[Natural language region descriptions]
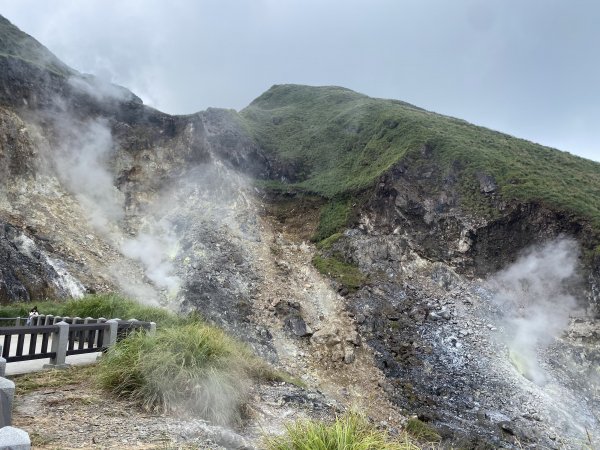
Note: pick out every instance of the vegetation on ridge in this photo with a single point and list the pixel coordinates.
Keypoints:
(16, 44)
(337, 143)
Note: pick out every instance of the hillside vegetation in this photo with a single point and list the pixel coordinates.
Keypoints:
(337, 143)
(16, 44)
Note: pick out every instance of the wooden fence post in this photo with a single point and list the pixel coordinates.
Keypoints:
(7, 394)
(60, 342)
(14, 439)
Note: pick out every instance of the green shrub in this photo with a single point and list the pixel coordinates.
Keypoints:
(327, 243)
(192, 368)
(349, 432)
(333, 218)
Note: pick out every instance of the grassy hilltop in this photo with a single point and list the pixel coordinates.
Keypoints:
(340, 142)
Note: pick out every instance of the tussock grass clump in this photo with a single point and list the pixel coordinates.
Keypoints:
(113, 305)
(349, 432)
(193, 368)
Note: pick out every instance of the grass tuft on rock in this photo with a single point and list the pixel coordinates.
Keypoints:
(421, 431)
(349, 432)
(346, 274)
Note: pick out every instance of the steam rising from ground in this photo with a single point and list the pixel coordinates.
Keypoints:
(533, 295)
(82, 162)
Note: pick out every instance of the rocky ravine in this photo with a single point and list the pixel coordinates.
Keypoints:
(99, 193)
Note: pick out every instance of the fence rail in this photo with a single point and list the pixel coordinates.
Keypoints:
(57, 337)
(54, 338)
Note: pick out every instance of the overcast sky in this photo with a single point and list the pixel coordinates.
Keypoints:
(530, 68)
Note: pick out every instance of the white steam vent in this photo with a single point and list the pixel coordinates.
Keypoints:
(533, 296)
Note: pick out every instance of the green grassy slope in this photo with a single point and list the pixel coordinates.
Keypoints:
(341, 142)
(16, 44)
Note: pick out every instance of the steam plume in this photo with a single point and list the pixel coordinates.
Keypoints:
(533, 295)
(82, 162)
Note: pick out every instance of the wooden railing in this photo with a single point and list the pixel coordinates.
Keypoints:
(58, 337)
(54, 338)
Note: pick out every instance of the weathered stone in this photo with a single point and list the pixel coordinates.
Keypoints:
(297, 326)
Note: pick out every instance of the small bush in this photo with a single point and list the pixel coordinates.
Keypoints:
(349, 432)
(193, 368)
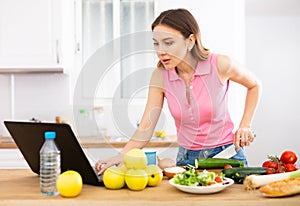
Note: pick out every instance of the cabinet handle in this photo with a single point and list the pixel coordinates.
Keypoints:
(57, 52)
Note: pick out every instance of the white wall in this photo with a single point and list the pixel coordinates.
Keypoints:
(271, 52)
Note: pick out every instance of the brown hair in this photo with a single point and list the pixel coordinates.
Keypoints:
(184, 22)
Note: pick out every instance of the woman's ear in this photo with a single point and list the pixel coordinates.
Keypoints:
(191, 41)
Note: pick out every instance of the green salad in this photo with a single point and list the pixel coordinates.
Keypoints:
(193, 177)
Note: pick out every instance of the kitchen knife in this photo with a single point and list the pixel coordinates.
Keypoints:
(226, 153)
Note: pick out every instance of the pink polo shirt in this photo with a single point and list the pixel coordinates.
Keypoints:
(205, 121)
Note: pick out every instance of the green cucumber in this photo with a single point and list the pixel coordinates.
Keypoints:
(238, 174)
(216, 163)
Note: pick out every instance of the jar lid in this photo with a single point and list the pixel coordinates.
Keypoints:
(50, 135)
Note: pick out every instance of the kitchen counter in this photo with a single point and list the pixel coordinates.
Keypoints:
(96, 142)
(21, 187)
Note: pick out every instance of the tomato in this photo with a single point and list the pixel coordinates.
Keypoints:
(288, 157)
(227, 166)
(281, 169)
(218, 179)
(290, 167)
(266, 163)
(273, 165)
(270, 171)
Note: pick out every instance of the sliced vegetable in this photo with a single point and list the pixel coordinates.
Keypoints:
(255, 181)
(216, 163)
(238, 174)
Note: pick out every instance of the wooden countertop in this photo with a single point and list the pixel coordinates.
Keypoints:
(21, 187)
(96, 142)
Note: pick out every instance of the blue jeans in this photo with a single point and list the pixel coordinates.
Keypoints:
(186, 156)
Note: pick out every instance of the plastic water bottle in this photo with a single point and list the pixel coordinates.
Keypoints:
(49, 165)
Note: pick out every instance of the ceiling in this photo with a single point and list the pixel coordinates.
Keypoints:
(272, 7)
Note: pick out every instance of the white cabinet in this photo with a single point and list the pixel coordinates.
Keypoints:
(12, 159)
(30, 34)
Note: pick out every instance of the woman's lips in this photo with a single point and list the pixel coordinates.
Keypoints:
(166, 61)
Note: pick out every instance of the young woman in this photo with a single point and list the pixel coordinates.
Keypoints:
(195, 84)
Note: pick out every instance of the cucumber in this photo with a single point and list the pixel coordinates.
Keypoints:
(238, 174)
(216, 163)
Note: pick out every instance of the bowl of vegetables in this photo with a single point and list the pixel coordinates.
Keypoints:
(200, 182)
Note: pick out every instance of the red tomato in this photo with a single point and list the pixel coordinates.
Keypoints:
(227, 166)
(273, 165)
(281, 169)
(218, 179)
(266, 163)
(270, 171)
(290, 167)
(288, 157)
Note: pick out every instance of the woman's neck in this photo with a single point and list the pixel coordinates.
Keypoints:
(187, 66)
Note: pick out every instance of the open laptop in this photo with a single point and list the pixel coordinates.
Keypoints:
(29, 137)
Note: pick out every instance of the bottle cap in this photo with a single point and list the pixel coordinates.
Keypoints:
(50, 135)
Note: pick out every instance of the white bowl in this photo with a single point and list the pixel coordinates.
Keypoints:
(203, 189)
* * *
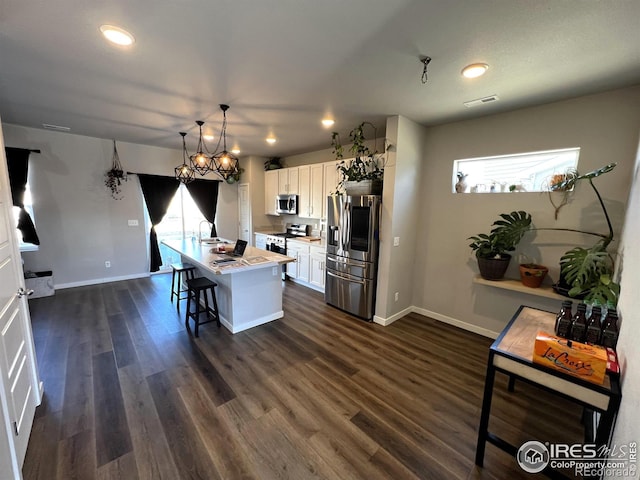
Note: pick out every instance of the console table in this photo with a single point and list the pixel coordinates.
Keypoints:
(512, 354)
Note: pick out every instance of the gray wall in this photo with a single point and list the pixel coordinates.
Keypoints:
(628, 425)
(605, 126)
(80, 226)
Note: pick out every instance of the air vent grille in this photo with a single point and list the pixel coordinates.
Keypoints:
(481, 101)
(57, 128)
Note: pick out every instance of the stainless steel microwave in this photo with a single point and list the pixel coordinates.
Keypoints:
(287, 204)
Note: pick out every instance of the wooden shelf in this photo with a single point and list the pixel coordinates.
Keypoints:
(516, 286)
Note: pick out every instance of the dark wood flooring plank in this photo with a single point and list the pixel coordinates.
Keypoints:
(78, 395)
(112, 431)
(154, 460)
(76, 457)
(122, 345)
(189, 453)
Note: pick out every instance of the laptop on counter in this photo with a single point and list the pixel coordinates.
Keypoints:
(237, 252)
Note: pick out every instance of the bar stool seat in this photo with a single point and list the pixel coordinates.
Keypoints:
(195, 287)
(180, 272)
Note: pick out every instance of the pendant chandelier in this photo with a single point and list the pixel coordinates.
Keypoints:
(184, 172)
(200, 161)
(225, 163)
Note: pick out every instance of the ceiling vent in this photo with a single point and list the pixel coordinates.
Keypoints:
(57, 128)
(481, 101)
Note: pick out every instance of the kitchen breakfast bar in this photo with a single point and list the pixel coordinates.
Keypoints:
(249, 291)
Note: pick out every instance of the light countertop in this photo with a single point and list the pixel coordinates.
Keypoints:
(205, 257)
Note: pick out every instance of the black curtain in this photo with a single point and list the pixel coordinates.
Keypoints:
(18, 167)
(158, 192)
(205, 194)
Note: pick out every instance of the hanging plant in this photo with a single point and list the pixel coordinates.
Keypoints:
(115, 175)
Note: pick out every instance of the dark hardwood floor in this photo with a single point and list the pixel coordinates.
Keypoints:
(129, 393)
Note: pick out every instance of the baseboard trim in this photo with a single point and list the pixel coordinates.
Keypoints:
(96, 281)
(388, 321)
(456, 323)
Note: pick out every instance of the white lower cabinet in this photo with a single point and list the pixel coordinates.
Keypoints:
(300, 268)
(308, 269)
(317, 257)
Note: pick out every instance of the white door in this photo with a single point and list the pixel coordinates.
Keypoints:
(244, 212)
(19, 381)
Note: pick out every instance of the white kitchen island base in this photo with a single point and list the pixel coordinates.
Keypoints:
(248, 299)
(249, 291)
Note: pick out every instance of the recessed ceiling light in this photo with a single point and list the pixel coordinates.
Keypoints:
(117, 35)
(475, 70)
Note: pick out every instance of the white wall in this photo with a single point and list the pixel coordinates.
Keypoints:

How to complete this task: Report every line of the data in which "countertop" appears.

Answer for the task:
Note: pick out every instance of the wooden countertop in this photo with a single point and list the pixel coordinates.
Note: pick out every instance of the light countertop in this photo with a single point and list the pixel coordinates.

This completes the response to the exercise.